(Beginning of Material supplied)
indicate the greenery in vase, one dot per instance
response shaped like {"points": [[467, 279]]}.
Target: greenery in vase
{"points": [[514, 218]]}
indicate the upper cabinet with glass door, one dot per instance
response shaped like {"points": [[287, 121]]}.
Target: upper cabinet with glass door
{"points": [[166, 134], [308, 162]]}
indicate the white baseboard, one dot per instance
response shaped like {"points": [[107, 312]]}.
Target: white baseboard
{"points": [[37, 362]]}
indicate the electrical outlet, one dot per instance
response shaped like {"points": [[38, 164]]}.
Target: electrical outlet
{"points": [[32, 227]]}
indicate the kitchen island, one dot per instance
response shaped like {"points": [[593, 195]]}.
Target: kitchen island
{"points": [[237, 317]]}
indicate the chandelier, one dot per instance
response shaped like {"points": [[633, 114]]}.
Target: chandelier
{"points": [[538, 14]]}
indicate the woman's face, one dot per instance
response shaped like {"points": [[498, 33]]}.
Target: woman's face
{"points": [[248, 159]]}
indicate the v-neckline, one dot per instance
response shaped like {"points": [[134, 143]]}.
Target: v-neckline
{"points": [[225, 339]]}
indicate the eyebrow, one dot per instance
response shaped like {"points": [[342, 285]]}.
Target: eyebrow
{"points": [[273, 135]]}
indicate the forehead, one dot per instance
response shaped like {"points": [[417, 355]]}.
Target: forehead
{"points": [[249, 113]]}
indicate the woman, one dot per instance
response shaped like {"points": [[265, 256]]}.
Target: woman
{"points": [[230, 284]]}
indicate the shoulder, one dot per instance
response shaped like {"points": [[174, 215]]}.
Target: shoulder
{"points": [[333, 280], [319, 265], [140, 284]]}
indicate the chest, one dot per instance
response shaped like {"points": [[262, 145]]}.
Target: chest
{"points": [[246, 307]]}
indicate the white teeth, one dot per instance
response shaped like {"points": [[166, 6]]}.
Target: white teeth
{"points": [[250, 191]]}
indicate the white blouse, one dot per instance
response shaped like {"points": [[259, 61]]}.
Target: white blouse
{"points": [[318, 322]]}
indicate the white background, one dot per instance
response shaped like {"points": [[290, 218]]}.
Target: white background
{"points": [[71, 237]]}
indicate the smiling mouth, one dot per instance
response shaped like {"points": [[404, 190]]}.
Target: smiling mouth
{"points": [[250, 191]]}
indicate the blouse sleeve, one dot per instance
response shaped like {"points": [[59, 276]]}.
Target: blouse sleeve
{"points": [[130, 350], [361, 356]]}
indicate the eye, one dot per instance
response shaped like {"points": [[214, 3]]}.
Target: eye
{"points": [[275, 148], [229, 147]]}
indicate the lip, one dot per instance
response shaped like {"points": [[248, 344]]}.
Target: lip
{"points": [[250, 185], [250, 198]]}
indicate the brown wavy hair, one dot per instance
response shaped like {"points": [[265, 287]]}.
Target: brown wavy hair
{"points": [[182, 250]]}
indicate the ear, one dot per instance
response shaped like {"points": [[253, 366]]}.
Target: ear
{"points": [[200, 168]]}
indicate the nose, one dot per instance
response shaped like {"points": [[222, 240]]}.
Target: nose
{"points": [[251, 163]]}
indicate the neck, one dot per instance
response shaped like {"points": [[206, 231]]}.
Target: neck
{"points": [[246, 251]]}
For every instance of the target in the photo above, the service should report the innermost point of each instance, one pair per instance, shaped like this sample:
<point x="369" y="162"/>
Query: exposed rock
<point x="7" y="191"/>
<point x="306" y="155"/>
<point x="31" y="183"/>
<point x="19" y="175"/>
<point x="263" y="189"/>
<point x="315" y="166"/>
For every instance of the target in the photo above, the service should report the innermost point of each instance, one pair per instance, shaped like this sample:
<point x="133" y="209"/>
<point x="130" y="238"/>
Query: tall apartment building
(End of Material supplied)
Task objective:
Would you transcribe the entries above exactly as they appear?

Response below:
indicate the greenery in vase, one dot per instance
response shaped like {"points": [[467, 279]]}.
Target: greenery in vase
{"points": [[514, 218]]}
indicate the upper cabinet with glass door, one dot per instance
response shaped like {"points": [[287, 121]]}.
Target: upper cabinet with glass door
{"points": [[166, 134], [308, 162]]}
indicate the white baseboard, one dot per instance
response shaped like {"points": [[107, 312]]}.
Target: white baseboard
{"points": [[37, 362]]}
indicate the electrical outlet, one dot per instance
response shaped like {"points": [[38, 164]]}.
Target: electrical outlet
{"points": [[32, 227]]}
indicate the kitchen island, one dot per instance
response shaped like {"points": [[593, 195]]}.
Target: kitchen island
{"points": [[237, 317]]}
indicate the chandelier, one dot per instance
response shaped like {"points": [[633, 114]]}.
Target: chandelier
{"points": [[538, 14]]}
indicate the woman's face, one dot per instance
response shaped like {"points": [[498, 33]]}.
Target: woman's face
{"points": [[248, 159]]}
indicate the v-neckline, one dot per instance
response shaped like {"points": [[134, 143]]}.
Target: v-neckline
{"points": [[225, 339]]}
indicate the eyebrow, one dot per instance
response shaped like {"points": [[342, 285]]}.
Target: eyebrow
{"points": [[273, 135]]}
indicate the forehead, one dot per instance
response shaped like {"points": [[417, 355]]}.
Target: forehead
{"points": [[249, 113]]}
indicate the woman, one dot per instance
response shaped like {"points": [[265, 256]]}.
Target: woman
{"points": [[230, 284]]}
indicate the shoulder, one dot per instance
response shaped like {"points": [[174, 215]]}.
Target: shoulder
{"points": [[333, 280], [319, 265], [140, 284]]}
indicate the chest, one dot per instance
response shaped like {"points": [[262, 145]]}.
Target: chest
{"points": [[246, 307]]}
indicate the white teeth, one dot per instance
response shaped like {"points": [[166, 6]]}.
Target: white teeth
{"points": [[250, 191]]}
indicate the white blouse, one dot per instance
response shaped like {"points": [[259, 61]]}.
Target: white blouse
{"points": [[318, 322]]}
indicate the white background, one dot per instance
response shaped like {"points": [[290, 218]]}.
Target: white background
{"points": [[71, 237]]}
indicate the smiling mouth, one dot per instance
response shaped like {"points": [[404, 190]]}.
Target: smiling mouth
{"points": [[250, 191]]}
indicate the blouse sleeve, one dot per instance
response shaped like {"points": [[59, 276]]}.
Target: blouse sleeve
{"points": [[130, 350], [361, 356]]}
indicate the eye, one dot per instance
response shaped like {"points": [[214, 3]]}.
Target: eye
{"points": [[275, 148], [229, 147]]}
indicate the lip, one dot per instance
response shaped like {"points": [[248, 344]]}.
Target: lip
{"points": [[250, 185], [250, 198]]}
indicate the brown wavy hair, one dot per instance
response shaped like {"points": [[265, 287]]}.
Target: brown wavy hair
{"points": [[182, 250]]}
indicate the ear, one dot per instance
response shaped like {"points": [[253, 366]]}.
Target: ear
{"points": [[200, 168]]}
indicate the nose, one dot per instance
response shaped like {"points": [[222, 240]]}.
Target: nose
{"points": [[251, 163]]}
indicate the neck, one dot per instance
response shaped like {"points": [[206, 231]]}.
Target: neck
{"points": [[246, 251]]}
For every instance of the target in the photo above, the service should report the innermost point of each instance, one pair per instance, shaped like this sample:
<point x="369" y="162"/>
Query: exposed rock
<point x="7" y="191"/>
<point x="306" y="155"/>
<point x="31" y="183"/>
<point x="19" y="175"/>
<point x="263" y="189"/>
<point x="315" y="166"/>
For every instance of the target in the photo above, the service should report the innermost point of each instance, one pair per instance, shaped like this sample:
<point x="133" y="209"/>
<point x="130" y="238"/>
Query: tall apartment building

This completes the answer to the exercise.